• _Dataset records_:
[start]
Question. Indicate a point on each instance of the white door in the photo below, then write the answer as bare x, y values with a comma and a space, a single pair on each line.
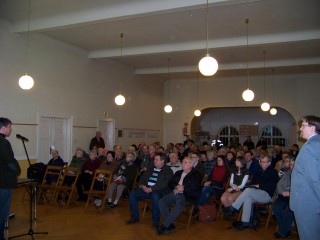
107, 128
54, 133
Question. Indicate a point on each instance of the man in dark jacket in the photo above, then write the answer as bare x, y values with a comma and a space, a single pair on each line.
186, 188
152, 185
9, 171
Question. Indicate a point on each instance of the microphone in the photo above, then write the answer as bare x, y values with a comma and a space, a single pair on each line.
22, 138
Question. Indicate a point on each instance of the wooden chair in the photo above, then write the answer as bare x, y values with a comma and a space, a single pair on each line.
97, 193
66, 187
48, 189
219, 200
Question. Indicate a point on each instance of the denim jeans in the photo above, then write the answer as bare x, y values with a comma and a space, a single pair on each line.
139, 194
283, 215
5, 200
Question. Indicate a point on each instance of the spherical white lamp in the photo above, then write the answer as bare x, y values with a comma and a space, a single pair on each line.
168, 108
273, 111
265, 106
120, 100
26, 82
248, 95
197, 113
208, 65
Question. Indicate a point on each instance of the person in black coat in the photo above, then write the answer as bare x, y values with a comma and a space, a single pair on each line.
186, 188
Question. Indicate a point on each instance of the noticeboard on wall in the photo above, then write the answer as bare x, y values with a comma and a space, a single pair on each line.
248, 130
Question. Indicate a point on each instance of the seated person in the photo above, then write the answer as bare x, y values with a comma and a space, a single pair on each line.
153, 185
174, 162
108, 164
56, 160
237, 184
195, 156
280, 206
85, 178
78, 159
210, 163
216, 183
124, 177
186, 187
262, 189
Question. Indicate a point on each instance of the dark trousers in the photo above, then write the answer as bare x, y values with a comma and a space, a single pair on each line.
283, 215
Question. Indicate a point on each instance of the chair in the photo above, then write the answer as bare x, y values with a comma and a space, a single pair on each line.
46, 189
66, 187
94, 193
219, 200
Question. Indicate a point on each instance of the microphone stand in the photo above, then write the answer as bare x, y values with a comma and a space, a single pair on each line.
33, 196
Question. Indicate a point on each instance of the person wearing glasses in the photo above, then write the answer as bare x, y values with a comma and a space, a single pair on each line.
262, 188
185, 188
305, 181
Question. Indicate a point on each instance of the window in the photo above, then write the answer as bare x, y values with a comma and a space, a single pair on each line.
229, 136
272, 135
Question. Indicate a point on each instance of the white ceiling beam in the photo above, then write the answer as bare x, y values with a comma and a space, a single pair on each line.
233, 66
281, 38
117, 11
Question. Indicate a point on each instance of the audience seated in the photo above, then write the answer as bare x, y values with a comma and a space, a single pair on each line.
237, 183
185, 188
97, 141
262, 189
280, 206
88, 169
195, 156
123, 178
56, 160
216, 183
252, 164
152, 185
210, 163
174, 162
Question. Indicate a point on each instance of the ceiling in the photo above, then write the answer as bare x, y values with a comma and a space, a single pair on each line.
288, 30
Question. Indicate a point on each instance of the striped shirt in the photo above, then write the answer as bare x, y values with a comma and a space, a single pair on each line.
154, 177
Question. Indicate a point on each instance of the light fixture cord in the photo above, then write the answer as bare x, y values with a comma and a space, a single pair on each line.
273, 86
264, 75
197, 89
28, 30
121, 42
168, 80
247, 23
207, 28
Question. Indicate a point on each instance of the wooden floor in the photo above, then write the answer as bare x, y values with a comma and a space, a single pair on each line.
76, 223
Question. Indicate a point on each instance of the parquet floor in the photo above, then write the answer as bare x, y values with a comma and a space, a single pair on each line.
77, 223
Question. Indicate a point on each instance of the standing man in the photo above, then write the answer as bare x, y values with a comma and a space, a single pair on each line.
9, 171
305, 181
97, 141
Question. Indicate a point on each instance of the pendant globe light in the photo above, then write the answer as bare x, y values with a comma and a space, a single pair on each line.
273, 110
26, 82
265, 106
248, 95
208, 66
197, 112
168, 107
120, 99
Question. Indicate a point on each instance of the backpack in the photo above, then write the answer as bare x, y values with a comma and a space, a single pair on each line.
208, 213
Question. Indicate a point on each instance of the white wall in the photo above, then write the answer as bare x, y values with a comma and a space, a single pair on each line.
67, 83
295, 91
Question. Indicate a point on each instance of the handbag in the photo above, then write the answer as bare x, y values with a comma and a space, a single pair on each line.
208, 213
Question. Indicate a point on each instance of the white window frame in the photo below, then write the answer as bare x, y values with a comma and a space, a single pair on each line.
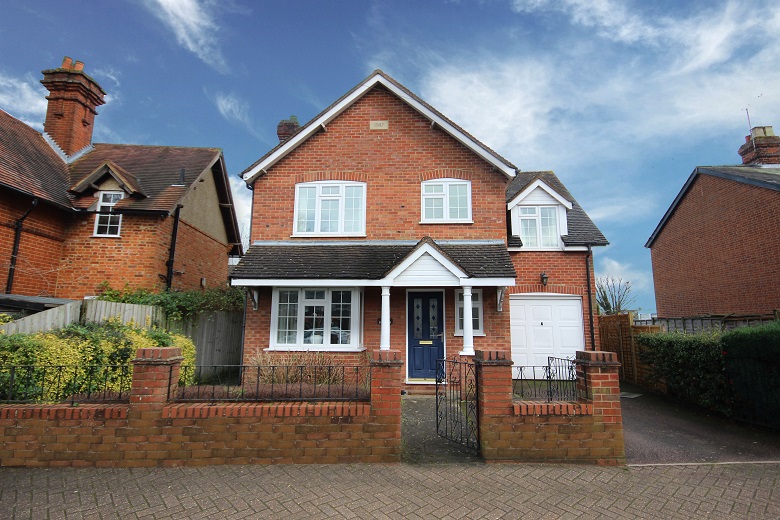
517, 225
320, 187
101, 207
477, 312
445, 198
356, 312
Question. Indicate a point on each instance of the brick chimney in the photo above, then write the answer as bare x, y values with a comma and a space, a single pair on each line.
762, 146
73, 98
286, 128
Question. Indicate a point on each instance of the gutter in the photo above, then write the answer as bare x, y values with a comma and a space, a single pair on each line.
15, 251
590, 297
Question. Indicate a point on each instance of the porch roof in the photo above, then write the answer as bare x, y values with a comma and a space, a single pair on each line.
483, 262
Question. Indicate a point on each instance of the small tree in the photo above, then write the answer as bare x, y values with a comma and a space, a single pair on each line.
613, 294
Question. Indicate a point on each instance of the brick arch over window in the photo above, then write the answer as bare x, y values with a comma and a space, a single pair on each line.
446, 173
331, 176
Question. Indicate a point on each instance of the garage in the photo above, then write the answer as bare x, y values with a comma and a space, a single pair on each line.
545, 325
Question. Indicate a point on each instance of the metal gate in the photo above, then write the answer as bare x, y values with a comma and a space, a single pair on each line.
457, 408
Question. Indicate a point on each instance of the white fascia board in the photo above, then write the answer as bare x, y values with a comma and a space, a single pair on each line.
426, 248
322, 121
538, 183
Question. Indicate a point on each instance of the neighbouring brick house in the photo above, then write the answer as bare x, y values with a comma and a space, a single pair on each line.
382, 225
75, 214
716, 250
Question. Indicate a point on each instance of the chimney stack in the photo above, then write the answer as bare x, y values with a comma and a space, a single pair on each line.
286, 128
73, 98
762, 146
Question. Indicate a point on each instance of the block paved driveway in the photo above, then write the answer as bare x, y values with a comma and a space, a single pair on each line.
435, 481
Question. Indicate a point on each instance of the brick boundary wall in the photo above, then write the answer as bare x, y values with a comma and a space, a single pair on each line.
588, 431
150, 431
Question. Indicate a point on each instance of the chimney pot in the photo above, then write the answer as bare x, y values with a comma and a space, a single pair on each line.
287, 127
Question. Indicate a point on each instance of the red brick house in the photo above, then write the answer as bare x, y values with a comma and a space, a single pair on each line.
75, 214
715, 250
382, 225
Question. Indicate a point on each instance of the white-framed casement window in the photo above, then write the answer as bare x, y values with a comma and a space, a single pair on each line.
446, 201
539, 227
334, 208
477, 318
108, 224
315, 319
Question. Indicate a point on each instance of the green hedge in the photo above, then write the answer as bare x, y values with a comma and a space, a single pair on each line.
179, 304
718, 370
691, 365
80, 346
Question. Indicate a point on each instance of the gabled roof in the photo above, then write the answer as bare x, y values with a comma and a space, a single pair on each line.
753, 175
29, 165
377, 78
156, 168
582, 230
126, 180
364, 261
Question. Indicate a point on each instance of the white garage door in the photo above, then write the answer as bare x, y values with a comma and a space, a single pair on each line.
545, 326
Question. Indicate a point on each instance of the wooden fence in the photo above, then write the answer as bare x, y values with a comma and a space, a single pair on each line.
217, 335
617, 334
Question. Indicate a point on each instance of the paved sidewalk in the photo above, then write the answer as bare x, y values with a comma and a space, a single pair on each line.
394, 491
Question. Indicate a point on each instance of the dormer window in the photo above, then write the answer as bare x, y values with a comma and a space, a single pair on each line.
330, 208
539, 227
446, 201
107, 223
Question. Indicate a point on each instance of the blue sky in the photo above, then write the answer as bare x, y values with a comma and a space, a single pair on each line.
622, 99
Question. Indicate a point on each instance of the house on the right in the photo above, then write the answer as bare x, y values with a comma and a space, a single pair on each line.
716, 250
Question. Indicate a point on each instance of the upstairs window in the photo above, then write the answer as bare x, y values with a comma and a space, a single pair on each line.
107, 223
446, 200
539, 227
330, 208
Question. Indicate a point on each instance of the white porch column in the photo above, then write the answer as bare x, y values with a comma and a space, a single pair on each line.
468, 323
384, 330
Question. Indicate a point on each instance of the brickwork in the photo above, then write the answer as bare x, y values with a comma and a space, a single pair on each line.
567, 275
151, 432
40, 246
715, 254
393, 162
589, 431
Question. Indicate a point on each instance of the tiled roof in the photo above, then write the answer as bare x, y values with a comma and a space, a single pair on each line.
375, 79
29, 165
582, 230
364, 260
754, 175
154, 169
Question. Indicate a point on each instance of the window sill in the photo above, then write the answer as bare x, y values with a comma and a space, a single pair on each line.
447, 221
315, 348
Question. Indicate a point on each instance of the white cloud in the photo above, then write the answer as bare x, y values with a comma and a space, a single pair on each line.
24, 98
194, 25
640, 280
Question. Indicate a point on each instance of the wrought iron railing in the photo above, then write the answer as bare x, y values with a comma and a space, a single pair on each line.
457, 405
555, 382
65, 383
214, 383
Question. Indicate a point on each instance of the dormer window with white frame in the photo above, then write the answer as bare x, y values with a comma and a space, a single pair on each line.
538, 217
107, 223
330, 208
446, 201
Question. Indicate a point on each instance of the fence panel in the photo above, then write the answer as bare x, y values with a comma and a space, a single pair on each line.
56, 318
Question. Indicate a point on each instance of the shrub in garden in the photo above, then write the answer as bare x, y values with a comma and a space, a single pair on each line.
110, 345
692, 366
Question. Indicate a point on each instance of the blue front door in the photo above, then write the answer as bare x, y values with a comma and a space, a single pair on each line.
425, 321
[end]
• _What this task involves_:
What are the lines from the one with "Question. Indicate a point on each instance of the window sill" through the last line of the records above? Quote them exactly and add nothing.

• _Finished answer_:
Question. Indicate a point on each instance of the window sill in the photo above, then write the answer as bare x, y values with a comma and a space, a single pair on each line.
447, 221
315, 348
Question. Indicate a point on each instance of the white cloud in the photo above, then write the answer as bare x, y values with a comma and a space, a single pair on each line.
24, 98
194, 25
640, 280
Question. Indicate a point on each instance of the wrought iron railing in the photo above, then write the answer as bare x, y values with a comma and a space, a single pair on each line.
457, 405
555, 382
65, 383
214, 383
Question. Indicate a point on each instance of the dormer window with white frame in the photo above, then write the answer as bare x, y values with a comma and a space, a single pair on each line.
538, 217
107, 223
330, 208
446, 201
Question. Indicate a point on each instance of the fence panel in the photo above, then write the answer as bare x, y values with a comma and a space, a single pair on each line.
56, 318
Question. Indicate a point on each instance of the shrub in garden in the photo above, then write the answer as bare x, y values with a comma and a space, a single pair on each line.
110, 345
692, 366
Question. Indicate a point on each instance of the blue front door in the photo above, then write the answer as bare x, y values with a comma and a space, a single pair on each line.
425, 321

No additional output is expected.